=== Section Start ===
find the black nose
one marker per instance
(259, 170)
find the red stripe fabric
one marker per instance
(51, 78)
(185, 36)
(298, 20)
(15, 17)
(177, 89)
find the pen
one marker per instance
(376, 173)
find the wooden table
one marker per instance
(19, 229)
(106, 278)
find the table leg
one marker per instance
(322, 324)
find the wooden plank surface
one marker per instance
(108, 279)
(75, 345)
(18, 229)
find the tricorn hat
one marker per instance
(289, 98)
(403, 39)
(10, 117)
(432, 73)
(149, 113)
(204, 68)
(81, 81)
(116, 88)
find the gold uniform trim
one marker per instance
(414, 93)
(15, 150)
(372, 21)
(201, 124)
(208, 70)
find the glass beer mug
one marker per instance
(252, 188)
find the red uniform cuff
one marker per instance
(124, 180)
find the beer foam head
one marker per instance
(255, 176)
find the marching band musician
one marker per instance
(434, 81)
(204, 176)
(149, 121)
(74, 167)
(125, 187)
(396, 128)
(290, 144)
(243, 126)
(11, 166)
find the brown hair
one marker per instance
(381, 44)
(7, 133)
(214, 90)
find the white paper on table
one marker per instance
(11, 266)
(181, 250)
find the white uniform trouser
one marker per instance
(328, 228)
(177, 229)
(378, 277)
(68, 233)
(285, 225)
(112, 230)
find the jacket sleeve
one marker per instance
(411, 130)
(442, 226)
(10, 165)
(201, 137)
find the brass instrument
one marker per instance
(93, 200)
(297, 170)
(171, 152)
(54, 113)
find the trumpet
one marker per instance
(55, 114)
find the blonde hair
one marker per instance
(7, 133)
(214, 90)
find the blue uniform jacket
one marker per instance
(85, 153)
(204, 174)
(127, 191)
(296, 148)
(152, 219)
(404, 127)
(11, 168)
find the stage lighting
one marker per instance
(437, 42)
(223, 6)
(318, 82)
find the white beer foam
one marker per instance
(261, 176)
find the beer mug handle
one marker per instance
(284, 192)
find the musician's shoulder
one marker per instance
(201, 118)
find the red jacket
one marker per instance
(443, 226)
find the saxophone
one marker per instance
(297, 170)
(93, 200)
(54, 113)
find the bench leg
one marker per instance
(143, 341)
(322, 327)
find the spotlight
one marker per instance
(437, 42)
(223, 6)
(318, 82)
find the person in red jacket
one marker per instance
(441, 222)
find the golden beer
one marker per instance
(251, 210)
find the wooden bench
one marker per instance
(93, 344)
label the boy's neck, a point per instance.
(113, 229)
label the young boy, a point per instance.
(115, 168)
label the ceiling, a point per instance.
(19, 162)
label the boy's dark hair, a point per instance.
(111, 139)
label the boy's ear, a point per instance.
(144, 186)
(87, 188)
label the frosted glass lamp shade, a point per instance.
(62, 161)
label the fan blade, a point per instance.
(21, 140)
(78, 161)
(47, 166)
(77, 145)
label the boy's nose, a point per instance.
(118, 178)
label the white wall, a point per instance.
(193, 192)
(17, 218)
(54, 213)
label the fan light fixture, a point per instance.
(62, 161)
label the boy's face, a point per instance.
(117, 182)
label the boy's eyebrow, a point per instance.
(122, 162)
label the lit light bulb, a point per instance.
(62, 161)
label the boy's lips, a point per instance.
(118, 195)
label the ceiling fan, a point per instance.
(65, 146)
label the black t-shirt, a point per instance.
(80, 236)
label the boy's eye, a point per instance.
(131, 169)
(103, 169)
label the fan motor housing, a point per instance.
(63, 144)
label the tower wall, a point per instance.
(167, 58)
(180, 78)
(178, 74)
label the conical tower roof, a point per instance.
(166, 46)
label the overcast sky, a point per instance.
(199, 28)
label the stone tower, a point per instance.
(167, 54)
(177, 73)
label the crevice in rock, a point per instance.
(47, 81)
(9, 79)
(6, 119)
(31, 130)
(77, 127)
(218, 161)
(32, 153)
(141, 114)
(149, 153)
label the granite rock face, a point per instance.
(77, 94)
=== Section End ===
TASK INSTRUCTIONS
Look through the material and find each line that includes "beer", then copy it.

RESPONSE TO THIS EXERCISE
find the glass beer mug
find the beer foam head
find the white beer foam
find the beer mug handle
find the golden beer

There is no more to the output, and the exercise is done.